### Directions
Could you say how many lines in the entries contain the string "rock"? Give only that number.

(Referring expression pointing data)

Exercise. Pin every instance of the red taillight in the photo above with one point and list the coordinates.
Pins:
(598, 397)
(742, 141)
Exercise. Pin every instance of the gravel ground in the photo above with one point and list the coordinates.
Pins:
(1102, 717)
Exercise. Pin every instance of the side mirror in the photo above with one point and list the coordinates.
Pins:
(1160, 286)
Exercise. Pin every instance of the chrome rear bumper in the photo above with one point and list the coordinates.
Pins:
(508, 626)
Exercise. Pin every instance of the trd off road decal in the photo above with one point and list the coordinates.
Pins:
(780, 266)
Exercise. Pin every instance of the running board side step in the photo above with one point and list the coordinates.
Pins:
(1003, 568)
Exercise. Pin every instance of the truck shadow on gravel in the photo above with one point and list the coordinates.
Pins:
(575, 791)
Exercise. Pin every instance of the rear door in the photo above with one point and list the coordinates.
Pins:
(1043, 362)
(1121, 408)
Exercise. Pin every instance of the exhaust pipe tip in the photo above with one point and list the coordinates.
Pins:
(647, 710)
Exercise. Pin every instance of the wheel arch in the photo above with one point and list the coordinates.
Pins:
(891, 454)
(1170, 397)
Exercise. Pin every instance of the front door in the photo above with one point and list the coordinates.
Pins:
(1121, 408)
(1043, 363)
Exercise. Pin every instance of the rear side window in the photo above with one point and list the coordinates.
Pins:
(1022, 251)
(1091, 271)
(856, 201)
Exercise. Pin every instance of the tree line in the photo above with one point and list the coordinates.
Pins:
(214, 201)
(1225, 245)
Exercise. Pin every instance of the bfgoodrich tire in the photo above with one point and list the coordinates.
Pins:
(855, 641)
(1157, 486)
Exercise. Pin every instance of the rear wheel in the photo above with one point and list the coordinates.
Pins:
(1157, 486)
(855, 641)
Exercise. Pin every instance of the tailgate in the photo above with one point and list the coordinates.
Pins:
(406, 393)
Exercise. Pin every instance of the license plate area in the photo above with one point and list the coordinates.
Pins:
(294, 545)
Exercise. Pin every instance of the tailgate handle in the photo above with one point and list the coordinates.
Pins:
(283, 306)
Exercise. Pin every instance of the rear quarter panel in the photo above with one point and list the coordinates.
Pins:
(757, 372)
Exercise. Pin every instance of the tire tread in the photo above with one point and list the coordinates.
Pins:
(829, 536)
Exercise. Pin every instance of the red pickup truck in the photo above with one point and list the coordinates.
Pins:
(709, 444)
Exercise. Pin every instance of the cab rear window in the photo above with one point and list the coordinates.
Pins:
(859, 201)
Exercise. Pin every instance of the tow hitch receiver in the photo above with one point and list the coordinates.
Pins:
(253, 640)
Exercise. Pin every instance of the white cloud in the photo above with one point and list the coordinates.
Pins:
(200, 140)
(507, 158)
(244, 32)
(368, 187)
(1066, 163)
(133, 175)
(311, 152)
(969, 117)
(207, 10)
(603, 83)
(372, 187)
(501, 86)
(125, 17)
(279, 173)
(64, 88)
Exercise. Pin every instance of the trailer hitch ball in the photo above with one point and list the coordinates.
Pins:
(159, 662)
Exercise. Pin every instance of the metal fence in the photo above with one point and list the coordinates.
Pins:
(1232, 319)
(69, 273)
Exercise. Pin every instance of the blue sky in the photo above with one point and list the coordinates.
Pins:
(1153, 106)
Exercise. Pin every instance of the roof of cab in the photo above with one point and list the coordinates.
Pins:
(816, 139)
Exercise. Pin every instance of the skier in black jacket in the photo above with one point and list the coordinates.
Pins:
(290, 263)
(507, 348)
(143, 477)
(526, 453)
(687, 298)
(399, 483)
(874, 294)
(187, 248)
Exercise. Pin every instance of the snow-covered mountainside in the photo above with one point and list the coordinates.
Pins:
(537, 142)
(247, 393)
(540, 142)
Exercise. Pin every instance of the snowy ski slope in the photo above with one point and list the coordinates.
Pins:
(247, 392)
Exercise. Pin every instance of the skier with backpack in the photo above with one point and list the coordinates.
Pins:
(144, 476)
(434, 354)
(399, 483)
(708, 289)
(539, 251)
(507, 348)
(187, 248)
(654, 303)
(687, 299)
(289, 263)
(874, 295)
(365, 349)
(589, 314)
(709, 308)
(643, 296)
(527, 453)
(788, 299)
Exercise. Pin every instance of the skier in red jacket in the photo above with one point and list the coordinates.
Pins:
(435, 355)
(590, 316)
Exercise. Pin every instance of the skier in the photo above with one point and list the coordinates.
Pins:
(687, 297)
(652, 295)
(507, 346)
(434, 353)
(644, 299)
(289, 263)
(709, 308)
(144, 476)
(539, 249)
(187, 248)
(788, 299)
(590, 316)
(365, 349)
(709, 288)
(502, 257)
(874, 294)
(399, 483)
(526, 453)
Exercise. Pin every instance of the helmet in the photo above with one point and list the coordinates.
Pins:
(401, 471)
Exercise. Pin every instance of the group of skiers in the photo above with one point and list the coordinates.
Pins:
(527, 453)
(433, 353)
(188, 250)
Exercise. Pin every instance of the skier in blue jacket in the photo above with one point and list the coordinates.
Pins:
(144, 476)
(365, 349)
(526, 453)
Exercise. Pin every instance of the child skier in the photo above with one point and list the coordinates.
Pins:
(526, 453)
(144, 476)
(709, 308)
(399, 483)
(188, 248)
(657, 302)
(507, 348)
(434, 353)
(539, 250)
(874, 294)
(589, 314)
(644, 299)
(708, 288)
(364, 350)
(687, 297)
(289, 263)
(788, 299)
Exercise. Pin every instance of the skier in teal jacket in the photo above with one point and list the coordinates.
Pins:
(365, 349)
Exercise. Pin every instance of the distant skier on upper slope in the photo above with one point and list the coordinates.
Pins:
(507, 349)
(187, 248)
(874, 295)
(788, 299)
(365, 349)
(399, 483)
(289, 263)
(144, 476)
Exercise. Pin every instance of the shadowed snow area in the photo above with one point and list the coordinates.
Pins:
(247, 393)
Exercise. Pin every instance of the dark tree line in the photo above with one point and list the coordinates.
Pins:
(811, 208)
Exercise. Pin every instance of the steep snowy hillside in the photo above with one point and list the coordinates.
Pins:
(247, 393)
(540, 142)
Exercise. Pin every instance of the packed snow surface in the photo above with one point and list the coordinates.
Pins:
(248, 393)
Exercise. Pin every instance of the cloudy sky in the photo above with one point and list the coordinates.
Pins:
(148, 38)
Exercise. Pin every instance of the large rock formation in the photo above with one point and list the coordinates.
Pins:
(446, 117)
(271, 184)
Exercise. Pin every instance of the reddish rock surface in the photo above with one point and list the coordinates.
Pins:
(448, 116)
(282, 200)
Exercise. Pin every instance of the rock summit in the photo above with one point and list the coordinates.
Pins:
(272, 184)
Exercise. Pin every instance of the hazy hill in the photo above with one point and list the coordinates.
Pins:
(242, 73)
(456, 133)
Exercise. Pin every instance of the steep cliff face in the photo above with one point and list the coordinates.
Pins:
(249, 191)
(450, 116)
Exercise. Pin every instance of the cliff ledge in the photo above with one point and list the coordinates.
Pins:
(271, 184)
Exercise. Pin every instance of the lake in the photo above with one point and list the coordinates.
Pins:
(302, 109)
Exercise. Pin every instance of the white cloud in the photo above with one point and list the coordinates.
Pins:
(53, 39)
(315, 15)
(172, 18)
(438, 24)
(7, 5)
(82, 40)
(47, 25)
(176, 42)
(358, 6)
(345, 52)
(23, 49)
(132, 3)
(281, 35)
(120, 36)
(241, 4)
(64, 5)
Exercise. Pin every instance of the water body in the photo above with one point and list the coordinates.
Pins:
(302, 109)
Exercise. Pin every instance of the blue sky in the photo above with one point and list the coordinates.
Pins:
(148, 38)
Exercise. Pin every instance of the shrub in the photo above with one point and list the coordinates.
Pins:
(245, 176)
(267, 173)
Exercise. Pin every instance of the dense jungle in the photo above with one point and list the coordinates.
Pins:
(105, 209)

### Task output
3